*Directions*:
Pick out each line of the records that includes the string "orange", and copy it.

*Provided data*:
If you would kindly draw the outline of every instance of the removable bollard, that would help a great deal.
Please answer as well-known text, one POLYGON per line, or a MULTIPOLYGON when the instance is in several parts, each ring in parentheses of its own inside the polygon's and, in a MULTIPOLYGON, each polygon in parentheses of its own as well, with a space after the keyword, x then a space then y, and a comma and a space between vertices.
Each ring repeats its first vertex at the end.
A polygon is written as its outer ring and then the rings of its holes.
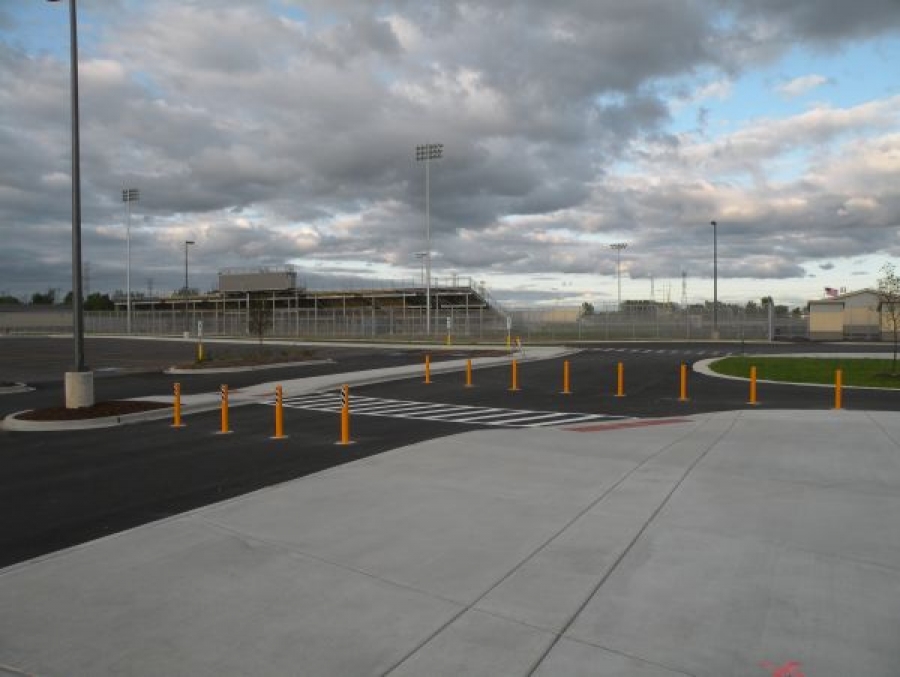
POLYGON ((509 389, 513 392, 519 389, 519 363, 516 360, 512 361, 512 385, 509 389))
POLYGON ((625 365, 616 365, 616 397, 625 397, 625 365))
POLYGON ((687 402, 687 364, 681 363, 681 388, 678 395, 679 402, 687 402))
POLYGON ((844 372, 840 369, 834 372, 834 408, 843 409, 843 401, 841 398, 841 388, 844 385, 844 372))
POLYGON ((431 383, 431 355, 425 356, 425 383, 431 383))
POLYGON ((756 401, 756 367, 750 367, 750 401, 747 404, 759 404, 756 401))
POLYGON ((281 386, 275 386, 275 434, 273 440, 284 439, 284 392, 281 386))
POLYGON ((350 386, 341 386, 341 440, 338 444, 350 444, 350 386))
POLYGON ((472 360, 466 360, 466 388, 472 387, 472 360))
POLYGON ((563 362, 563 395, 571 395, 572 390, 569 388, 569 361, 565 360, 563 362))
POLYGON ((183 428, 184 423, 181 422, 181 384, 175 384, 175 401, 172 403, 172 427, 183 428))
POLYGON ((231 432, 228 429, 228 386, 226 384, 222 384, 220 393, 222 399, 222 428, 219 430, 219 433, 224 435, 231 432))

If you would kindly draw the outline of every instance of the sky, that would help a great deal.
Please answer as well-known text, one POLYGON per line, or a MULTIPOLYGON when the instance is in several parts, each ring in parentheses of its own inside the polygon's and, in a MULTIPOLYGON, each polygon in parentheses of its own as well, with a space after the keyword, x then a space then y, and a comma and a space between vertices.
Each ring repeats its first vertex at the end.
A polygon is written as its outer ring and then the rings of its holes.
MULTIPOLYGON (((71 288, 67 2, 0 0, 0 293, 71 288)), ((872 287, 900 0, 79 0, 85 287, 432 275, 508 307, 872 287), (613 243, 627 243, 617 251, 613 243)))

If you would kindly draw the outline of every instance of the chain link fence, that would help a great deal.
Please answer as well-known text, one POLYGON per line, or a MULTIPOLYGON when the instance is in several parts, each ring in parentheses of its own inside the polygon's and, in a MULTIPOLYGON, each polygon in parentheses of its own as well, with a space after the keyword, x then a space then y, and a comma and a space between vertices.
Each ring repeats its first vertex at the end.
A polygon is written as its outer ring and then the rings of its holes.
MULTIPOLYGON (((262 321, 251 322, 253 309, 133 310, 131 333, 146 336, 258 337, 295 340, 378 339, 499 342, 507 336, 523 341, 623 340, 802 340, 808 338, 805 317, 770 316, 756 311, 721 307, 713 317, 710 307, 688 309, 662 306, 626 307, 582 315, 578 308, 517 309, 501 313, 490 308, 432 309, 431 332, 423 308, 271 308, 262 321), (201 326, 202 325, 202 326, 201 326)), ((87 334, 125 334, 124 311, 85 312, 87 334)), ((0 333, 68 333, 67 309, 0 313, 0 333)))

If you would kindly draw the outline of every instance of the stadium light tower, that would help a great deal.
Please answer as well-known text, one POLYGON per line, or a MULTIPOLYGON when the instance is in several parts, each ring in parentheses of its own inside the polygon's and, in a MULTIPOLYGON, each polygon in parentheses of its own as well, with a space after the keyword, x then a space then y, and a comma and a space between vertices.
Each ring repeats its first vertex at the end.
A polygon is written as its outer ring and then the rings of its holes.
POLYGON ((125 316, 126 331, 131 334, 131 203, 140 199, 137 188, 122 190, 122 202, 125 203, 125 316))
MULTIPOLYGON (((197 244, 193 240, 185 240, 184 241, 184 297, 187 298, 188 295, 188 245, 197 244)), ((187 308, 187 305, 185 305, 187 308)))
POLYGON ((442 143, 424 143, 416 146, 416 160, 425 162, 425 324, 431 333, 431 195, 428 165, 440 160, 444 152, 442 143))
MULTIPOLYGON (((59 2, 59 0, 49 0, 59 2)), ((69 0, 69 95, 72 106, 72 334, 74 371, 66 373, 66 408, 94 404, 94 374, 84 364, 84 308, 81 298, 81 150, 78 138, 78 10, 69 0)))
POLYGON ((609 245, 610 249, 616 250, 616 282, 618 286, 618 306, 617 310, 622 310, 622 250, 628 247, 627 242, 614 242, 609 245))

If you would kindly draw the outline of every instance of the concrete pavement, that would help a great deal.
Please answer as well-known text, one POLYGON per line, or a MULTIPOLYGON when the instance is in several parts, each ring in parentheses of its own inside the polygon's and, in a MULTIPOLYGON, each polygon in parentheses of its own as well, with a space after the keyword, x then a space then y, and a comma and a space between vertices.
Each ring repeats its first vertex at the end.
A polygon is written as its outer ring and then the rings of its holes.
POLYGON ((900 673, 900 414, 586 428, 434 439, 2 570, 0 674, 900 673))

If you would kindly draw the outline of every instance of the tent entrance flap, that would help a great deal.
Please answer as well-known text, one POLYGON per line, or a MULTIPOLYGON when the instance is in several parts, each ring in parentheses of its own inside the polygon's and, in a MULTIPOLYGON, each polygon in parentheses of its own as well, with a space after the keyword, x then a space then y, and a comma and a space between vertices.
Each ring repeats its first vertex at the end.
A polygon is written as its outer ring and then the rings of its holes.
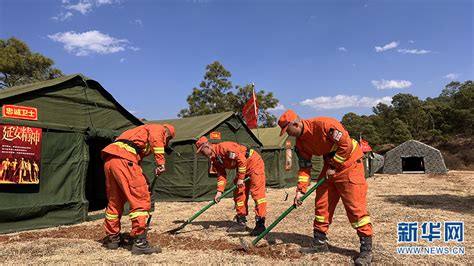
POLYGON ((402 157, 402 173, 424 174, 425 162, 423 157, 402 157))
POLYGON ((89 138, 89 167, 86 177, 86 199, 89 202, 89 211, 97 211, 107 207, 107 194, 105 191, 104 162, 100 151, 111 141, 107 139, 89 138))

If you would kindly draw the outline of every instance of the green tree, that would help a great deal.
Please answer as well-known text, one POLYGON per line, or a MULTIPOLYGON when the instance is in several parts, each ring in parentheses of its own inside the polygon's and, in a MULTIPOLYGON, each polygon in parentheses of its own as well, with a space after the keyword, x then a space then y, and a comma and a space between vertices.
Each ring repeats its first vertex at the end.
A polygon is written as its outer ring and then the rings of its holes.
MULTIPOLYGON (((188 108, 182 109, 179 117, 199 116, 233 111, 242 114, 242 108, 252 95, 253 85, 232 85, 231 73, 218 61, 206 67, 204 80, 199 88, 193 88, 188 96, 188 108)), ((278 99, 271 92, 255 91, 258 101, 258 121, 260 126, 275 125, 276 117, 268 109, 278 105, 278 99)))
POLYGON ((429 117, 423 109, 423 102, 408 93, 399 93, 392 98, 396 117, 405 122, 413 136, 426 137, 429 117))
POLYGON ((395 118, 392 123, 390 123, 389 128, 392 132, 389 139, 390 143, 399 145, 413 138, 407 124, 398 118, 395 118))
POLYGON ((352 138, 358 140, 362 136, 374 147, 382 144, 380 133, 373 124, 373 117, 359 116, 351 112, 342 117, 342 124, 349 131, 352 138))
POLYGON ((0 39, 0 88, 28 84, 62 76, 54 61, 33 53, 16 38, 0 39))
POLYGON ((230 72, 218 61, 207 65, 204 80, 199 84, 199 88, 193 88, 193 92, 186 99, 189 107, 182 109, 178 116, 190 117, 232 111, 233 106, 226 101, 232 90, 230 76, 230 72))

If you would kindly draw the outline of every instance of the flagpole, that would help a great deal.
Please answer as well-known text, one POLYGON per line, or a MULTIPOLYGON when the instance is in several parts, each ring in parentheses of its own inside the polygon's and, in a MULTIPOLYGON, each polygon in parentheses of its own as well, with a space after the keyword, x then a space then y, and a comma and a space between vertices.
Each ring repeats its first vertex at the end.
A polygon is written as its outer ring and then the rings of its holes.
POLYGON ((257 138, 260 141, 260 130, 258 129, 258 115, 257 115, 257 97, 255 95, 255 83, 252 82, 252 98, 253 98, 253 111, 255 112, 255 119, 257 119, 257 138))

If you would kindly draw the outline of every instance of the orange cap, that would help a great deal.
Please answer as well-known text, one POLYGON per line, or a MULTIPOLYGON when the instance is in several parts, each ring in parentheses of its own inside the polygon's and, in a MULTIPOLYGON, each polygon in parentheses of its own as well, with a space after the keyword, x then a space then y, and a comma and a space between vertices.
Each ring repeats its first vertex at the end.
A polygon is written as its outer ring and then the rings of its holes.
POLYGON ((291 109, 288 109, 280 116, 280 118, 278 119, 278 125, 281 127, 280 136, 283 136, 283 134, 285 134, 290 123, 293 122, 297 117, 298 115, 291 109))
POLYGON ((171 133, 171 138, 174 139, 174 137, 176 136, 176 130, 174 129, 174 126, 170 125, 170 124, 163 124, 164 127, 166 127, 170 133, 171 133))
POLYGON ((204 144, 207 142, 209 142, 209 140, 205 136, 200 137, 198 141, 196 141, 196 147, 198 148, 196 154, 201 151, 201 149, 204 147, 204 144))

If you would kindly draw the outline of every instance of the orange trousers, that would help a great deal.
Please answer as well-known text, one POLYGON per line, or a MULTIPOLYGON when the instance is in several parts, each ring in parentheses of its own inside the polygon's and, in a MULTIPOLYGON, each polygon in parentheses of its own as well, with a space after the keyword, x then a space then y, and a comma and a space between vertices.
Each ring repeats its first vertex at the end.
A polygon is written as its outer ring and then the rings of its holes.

*Answer to the exercise*:
If you would kindly draw the outline of every instance of the orange cap, that would help a great deal.
If you would kindly draw the outline of every instance of the orange trousers, that would help a great deal.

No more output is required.